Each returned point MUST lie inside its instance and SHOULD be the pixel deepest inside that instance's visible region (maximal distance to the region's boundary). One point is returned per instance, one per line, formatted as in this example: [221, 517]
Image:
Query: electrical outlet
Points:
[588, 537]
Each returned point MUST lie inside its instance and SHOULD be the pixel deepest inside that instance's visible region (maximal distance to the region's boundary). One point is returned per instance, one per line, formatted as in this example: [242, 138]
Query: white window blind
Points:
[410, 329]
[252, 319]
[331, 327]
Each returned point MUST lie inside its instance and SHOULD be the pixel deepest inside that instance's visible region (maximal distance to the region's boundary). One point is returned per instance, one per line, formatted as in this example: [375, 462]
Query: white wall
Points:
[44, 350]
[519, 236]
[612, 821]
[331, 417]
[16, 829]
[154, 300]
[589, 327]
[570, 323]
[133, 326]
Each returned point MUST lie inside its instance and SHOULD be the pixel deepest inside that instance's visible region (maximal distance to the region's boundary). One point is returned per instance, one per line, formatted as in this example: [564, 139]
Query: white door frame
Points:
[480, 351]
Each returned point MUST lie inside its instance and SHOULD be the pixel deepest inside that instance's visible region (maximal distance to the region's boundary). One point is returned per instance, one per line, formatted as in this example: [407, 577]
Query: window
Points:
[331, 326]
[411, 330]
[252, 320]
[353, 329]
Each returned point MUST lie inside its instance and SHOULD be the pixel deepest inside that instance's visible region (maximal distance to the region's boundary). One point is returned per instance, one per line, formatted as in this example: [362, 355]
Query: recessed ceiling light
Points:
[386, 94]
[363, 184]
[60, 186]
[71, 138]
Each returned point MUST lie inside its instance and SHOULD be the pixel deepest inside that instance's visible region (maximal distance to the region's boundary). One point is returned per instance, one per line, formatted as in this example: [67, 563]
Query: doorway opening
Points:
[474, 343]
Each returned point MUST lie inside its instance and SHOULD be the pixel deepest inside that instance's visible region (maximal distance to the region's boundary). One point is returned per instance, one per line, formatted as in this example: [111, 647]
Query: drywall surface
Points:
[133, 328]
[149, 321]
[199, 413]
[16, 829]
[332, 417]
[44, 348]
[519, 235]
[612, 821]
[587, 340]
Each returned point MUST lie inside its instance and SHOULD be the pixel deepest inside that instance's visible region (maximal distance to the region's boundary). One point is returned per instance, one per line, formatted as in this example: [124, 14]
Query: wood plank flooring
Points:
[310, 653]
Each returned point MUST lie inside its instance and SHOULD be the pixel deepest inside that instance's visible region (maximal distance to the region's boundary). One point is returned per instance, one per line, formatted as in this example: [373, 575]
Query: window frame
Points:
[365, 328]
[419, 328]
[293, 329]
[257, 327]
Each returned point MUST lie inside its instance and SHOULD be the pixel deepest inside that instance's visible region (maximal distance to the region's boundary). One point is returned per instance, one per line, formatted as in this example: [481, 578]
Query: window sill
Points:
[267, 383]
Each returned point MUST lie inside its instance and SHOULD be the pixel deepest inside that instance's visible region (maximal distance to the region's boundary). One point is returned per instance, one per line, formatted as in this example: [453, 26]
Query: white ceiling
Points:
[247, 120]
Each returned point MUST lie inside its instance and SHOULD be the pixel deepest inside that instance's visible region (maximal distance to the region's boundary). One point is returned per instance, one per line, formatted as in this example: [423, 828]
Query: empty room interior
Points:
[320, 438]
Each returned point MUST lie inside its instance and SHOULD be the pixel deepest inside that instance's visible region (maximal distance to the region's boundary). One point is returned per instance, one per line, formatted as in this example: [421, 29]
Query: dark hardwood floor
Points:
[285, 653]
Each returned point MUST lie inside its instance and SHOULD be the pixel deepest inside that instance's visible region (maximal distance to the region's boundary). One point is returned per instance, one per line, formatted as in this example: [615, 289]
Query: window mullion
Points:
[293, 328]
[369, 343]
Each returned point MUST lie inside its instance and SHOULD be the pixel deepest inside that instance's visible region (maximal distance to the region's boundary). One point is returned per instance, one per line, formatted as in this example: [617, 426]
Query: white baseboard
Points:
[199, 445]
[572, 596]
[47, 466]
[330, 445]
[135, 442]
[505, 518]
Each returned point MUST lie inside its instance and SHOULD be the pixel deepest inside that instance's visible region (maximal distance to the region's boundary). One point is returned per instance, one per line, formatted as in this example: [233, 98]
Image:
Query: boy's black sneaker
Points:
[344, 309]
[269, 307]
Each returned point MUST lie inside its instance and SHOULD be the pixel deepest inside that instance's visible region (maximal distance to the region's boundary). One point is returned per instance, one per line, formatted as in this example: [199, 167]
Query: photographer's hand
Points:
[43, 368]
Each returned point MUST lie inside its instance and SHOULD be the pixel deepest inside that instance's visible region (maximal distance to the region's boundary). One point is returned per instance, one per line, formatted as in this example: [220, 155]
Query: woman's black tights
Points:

---*---

**EXERCISE DIRECTIONS:** Reproduce each record exactly as it appears.

**FULL RESPONSE:**
Each returned point MUST lie inside its instance and SHOULD be the pixel deepest inside that instance's visible region (maximal distance to the region's boundary). One point is returned per instance, one per line, formatted as in this example: [221, 517]
Image:
Query: electrical outlet
Points:
[588, 537]
Each returned point MUST lie inside its instance and SHOULD be the pixel deepest inside that instance's visible region (maximal distance to the region's boundary). One point is returned per instance, one per line, formatted as in this example: [242, 138]
Query: white window blind
Points:
[410, 329]
[252, 319]
[331, 327]
Each returned point MUST lie inside its instance and SHOULD be the pixel deepest inside that instance's visible region (maximal distance to the region's boundary). One point is returned per instance, one per line, formatted as in this example: [375, 462]
Query: white wall
Points:
[44, 350]
[519, 236]
[612, 821]
[331, 417]
[16, 829]
[154, 300]
[589, 327]
[570, 323]
[133, 326]
Each returned point MUST lie inside its instance and SHOULD be the pixel deepest inside that instance's visible region (maximal distance to the region's boundary). One point is returned per instance, one per line, formatted as in this example: [564, 139]
Query: white door frame
Points:
[480, 351]
Each returned point MUST lie inside its instance and SHOULD be the pixel deepest inside that instance's visible region (maximal distance to the region's boundary). One point is returned per instance, one per line, formatted as in this example: [407, 577]
Query: window
Points:
[331, 326]
[411, 330]
[252, 320]
[353, 329]
Each returned point MUST lie inside its instance and SHOULD be the pixel deepest inside that instance's visible region (maximal distance to the region's boundary). One point is returned per instance, one per line, formatted as in this example: [362, 355]
Query: recessed ceiling light
Points:
[386, 94]
[363, 184]
[60, 186]
[71, 138]
Each returned point MUST lie inside its instance and SHOULD be the pixel deepest inside that instance's visible region (maximal distance to the region's boundary). One point is returned per instance, one per line, formatted as in this example: [67, 563]
Query: doorway opening
Points:
[474, 343]
Each returned point MUST lie inside its instance and SHOULD be the pixel deepest inside that instance's visible region (maximal distance to the region's boundary). One point is returned per instance, one per line, formatted as in this example: [111, 647]
Query: drywall surface
Points:
[133, 328]
[149, 321]
[199, 413]
[16, 829]
[332, 417]
[44, 348]
[519, 235]
[612, 821]
[587, 340]
Each returned point MUST lie inside its instance and SHOULD be the pixel deepest inside that instance's visible region (maximal distance to the region's boundary). One point is returned per instance, one per line, formatted as in this example: [124, 14]
Query: wood plank flooring
Points:
[310, 653]
Each returned point MUST lie inside its instance and SHOULD be the pixel deepest inside that instance's visible region (maximal distance to the region's boundary). One point is returned per instance, one per line, formatted as in this example: [373, 575]
Query: window frame
Points:
[365, 328]
[419, 328]
[293, 329]
[257, 327]
Each returned point MUST lie inside its instance and SHOULD be the pixel deepest inside that instance's visible region (maximal distance to the region's boundary). One point is returned per instance, one per line, formatted as in this example: [481, 578]
Query: window sill
Points:
[267, 383]
Each returned point MUST lie inside its instance and SHOULD be the pixel deepest inside that instance's visible region (maximal distance to the region's boundary). One point is returned per instance, one per line, formatted as in this example: [453, 26]
Query: white ceiling
Points:
[247, 120]
Each returned point MUST lie inside its instance and SHOULD be the pixel deepest inside that instance's visible region (maximal distance to the region's boundary). One point is returned per instance, one per line, formatted as in this example: [423, 828]
Query: empty room interior
Points:
[320, 438]
Each returned point MUST lie inside its instance and SHOULD be the pixel deepest inside that instance's visible region (maximal distance to the region's boundary). One point is returned per instance, one per line, formatted as in this example: [421, 29]
Query: dark hardwood floor
Points:
[285, 653]
Each returned point MUST lie inside its instance and SHOULD be the pixel deepest inside that instance's visible region (maximal distance to the region's boundary). One point is returned per instance, one per line, formatted as in this example: [615, 289]
Query: window mullion
Points:
[293, 328]
[369, 343]
Each returned point MUST lie inside its instance and SHOULD be the pixel deepest inside that instance's visible region (maximal distance to the region's boundary). One point is returned per instance, one per line, formatted as in this example: [617, 426]
Query: white baseboard
Points:
[199, 445]
[572, 596]
[47, 466]
[330, 445]
[135, 442]
[505, 518]
Each returned point MUST lie inside its instance and SHOULD be the pixel deepest inside that instance's visible region (maximal distance to the region's boundary). One point is returned per instance, one per line, formatted as in this example: [233, 98]
Image:
Query: boy's black sneaker
Points:
[344, 309]
[269, 307]
Each returned point MUST lie inside its instance and SHOULD be the pixel deepest inside that instance's visible region (maximal distance to the region's boundary). One point is returned per instance, one per line, formatted as in this example: [199, 167]
Query: photographer's hand
Points:
[43, 368]
Each returned point MUST lie inside its instance and SHOULD be the pixel deepest inside that instance's visible region (maximal distance to the region's boundary). One point is returned per instance, one per line, formatted as in this example: [220, 155]
Query: woman's black tights
Points:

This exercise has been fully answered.